Restate each entry below without changing a word.

**Recorded data:**

────────────────

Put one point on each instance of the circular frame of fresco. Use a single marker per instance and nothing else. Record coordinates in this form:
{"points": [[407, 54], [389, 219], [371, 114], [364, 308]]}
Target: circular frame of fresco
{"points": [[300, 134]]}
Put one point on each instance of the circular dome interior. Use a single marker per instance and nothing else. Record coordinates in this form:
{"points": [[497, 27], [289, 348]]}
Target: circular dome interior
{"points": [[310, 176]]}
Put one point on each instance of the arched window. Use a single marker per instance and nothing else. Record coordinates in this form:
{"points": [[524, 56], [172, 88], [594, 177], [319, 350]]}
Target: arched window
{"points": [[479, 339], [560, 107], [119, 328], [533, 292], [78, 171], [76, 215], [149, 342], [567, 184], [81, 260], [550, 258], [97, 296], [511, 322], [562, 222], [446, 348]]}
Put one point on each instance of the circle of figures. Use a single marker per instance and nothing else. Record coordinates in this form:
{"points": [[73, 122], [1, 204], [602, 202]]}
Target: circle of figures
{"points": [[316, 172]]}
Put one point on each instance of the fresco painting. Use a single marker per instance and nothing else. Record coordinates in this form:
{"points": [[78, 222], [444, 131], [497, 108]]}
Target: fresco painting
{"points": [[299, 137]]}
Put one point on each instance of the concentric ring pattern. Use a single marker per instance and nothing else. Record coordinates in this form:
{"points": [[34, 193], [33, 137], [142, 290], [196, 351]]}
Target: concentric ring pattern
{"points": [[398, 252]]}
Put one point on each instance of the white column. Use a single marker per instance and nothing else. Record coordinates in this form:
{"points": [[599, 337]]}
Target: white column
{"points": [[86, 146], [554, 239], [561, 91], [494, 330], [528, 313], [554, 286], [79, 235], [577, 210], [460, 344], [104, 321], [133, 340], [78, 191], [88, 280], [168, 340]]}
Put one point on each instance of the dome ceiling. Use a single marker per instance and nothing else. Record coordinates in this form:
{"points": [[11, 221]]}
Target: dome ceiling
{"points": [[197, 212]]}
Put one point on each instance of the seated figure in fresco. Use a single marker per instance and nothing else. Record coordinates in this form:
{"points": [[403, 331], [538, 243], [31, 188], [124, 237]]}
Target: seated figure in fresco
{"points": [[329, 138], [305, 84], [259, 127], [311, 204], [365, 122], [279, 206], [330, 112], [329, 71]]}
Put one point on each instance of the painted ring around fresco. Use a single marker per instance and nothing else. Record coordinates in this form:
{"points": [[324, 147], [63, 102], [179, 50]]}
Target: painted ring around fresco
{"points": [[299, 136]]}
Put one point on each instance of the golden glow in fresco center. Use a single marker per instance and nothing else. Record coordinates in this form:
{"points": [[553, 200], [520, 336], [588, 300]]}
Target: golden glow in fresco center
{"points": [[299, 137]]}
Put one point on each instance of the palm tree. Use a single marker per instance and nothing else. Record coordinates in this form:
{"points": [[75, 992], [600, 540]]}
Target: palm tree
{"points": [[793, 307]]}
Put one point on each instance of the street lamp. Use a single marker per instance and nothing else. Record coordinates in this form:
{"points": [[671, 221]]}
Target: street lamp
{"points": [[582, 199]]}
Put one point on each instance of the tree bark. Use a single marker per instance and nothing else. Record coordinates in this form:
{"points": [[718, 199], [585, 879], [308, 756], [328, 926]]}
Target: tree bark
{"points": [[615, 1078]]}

────────────────

**Answer space:**
Put one point on each instance of the circular frame of fresco. Use a single marker per instance and nothing else. Record coordinates in this form:
{"points": [[407, 54], [389, 219], [371, 114], [364, 308]]}
Target: circular frame of fresco
{"points": [[300, 134]]}
Put one point on each instance of the circular dome interior. Use a single marker per instance and nothing else. Record coordinates in this form:
{"points": [[497, 27], [289, 348]]}
Target: circular dome interior
{"points": [[310, 176]]}
Put one point on each instance of the arched window. Use a single marker per instance and nothing else. Record coordinates in this form:
{"points": [[524, 56], [172, 88], [594, 177], [319, 350]]}
Target: arched window
{"points": [[479, 339], [560, 107], [119, 328], [533, 292], [78, 171], [76, 215], [149, 342], [567, 184], [81, 260], [550, 258], [97, 296], [511, 322], [562, 222], [446, 348]]}
Put one point on each instance of the circle of figures. Use a single marker per instance and nothing else. Record coordinates in this form:
{"points": [[73, 122], [1, 204], [602, 202]]}
Target: circle of figures
{"points": [[316, 172]]}
Put one point on each instance of the fresco painting. Use a single marker per instance and nothing else. Record coordinates in this form:
{"points": [[78, 222], [444, 131], [497, 108]]}
Target: fresco painting
{"points": [[299, 137]]}
Put one point on each instance of the concentric ring pattern. Use a single marker per instance and nothing else. Record coordinates in this form:
{"points": [[34, 193], [33, 137], [142, 290], [196, 351]]}
Target: concentric ring pattern
{"points": [[398, 252]]}
Put one point on each instance of the white column. Use a single marker per instance and nothing else. Record coordinates in this form:
{"points": [[599, 337]]}
Target: white column
{"points": [[86, 146], [554, 239], [561, 91], [494, 330], [528, 313], [554, 286], [79, 235], [577, 210], [460, 344], [104, 321], [133, 340], [78, 191], [88, 280], [168, 340]]}
Put one point on each instance of the dome ceiling. Use a single marker per instance and nothing else. Record coordinates in this form:
{"points": [[11, 221]]}
Target: dome ceiling
{"points": [[197, 212]]}
Put one point on each instance of the seated figure in fresco. Use a single marker per instance and nothing else. Record coordinates in this form:
{"points": [[403, 331], [538, 243], [31, 188], [124, 237]]}
Target: seated figure in fresco
{"points": [[329, 138], [305, 84], [259, 127], [311, 204], [365, 122], [279, 206], [330, 112], [329, 71]]}
Put one point on each instance of the painted ring around fresco. Use a single marker per instance and nothing else. Record coordinates in this form:
{"points": [[324, 147], [63, 102], [179, 50]]}
Target: painted ring around fresco
{"points": [[299, 136]]}
Put one point on each instance of the golden glow in fresco center. Use a single marker per instance and nothing else. Record coordinates in this form:
{"points": [[553, 200], [520, 336], [588, 300]]}
Target: golden glow in fresco center
{"points": [[299, 137]]}
Put one point on each instance of the palm tree. Use a single marker per instance and nothing else. Record coordinates in this form:
{"points": [[75, 992], [600, 540]]}
Target: palm tree
{"points": [[793, 307]]}
Put one point on each instance of the street lamp. Use a single marker per instance and nothing else. Record coordinates in this form:
{"points": [[671, 221]]}
Target: street lamp
{"points": [[582, 199]]}
Put one point on each instance of the tree bark. Use a single marker per instance and nothing else. Record coordinates in this form:
{"points": [[718, 199], [585, 879], [308, 756], [328, 926]]}
Target: tree bark
{"points": [[615, 1078]]}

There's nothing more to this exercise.